_Exercises to complete_
1 – Based on the CI/CD article, decide whether each statement is true, and back each yes or no with the exact words from the text: (a) The term "impedance mismatch" comes from electrical engineering. (b) The dev environment suffers from an impedance mismatch. (c) Rolling back to a previous build in the dev environment is a problem.
2 – Translate this sentence from the CI/CD article into Spanish: "In other words, the latest image is always matched to the latest deployment descriptors in the development environment."
3 – Quote the CI/CD article from "The dev environment does" to "the SCM, too.".

_Given text_
<<<<

Solve the repository impedance mismatch in CI/CD
======
Aligning deployment images and descriptors can be difficult, but here
are few strategies to streamline the process.
![Tips and gears turning][1]
An _impedance mismatch_ in software architecture happens when there's a set of conceptual and technical difficulties between two components. It's actually a term borrowed from electrical engineering, where the impedance of electrical input and output must match for the circuit to work.
In software development, an impedance mismatch exists between images stored in an image repository and its deployment descriptors stored in the SCM. How do you know whether the deployment descriptors stored in the SCM are actually meant for the image in question? The two repositories don't track the data they hold the same way, so matching an image (an immutable binary stored individually in an image repository) to its specific deployment descriptors (text files stored as a series of changes in Git) isn't straightforward.
**NOTE**: This article assumes at least a passing familiarity with the following concepts:
* Source Control Management (SCM) systems and branching
* Docker/OCI-compliant images and containers
* Container Orchestration Platforms (COP) such as Kubernetes
* Continuous Integration/Continuous Delivery (CI/CD)
* Software development lifecycle (SDLC) environments
### Impedance mismatch: SCM and image repositories
To fully understand where this becomes a problem, consider a set of basic Software Development LifeCycle (SDLC) environments typically used in any given project; for example, dev, test, and prod (or release) environments.
The dev environment does not suffer from an impedance mismatch. Best practices, which today include using CI/CD, dictate that the latest commit to your development branch should reflect what's deployed in the development environment. So, given a typical, successful CI/CD development workflow:
1. A commit is made to the development branch in the SCM
2. The commit triggers an image build
3. The new, distinct image is pushed to the image repository and tagged as being in dev
4. The image is deployed to the dev environment in a Container Orchestration Platform (COP) with the latest deployment descriptors pulled from the SCM
In other words, the latest image is always matched to the latest deployment descriptors in the development environment. Rolling back to a previous build isn't an issue, either, because that implies rolling back the SCM, too.

>>>>

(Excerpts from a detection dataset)
<<<<

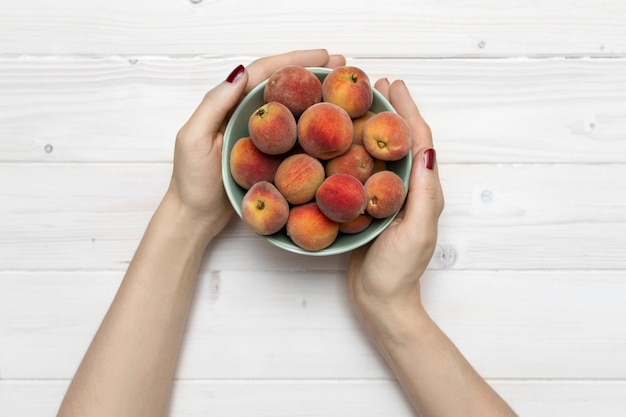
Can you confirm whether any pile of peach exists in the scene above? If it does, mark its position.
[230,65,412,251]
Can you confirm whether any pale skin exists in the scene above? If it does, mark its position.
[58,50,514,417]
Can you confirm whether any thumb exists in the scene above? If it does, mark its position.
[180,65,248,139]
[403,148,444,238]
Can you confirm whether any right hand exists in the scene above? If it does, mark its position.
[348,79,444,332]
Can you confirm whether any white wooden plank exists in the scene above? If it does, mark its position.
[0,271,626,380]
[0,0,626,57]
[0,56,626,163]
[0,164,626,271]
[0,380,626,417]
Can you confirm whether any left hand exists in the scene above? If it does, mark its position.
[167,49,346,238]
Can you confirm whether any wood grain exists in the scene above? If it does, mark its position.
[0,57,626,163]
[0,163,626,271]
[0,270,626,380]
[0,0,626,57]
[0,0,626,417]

>>>>
<<<<

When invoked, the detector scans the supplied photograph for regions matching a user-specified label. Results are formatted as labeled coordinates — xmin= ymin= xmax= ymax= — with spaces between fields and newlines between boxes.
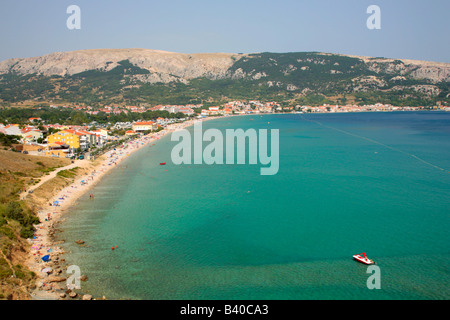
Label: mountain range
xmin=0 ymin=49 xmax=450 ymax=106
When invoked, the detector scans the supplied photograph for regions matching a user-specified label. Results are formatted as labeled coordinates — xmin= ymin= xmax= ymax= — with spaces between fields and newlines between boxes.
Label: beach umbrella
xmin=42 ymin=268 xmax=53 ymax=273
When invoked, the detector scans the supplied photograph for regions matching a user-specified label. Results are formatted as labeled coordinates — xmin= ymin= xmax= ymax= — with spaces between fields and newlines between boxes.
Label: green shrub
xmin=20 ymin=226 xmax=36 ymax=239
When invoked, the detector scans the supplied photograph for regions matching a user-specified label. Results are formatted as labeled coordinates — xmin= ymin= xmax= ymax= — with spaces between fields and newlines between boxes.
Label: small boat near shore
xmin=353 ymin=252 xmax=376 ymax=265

>>>>

_Responses to the exercise_
1 –
(a) Yes: "It's actually a term borrowed from electrical engineering"
(b) No: "The dev environment does not suffer from an impedance mismatch."
(c) No: "Rolling back to a previous build isn't an issue, either, because that implies rolling back the SCM, too."

2 – En otras palabras, la imagen más reciente siempre se corresponde con los descriptores de despliegue más recientes en el entorno de desarrollo.

3 –
The dev environment does not suffer from an impedance mismatch. Best practices, which today include using CI/CD, dictate that the latest commit to your development branch should reflect what's deployed in the development environment. So, given a typical, successful CI/CD development workflow:
1. A commit is made to the development branch in the SCM
2. The commit triggers an image build
3. The new, distinct image is pushed to the image repository and tagged as being in dev
4. The image is deployed to the dev environment in a Container Orchestration Platform (COP) with the latest deployment descriptors pulled from the SCM
In other words, the latest image is always matched to the latest deployment descriptors in the development environment. Rolling back to a previous build isn't an issue, either, because that implies rolling back the SCM, too.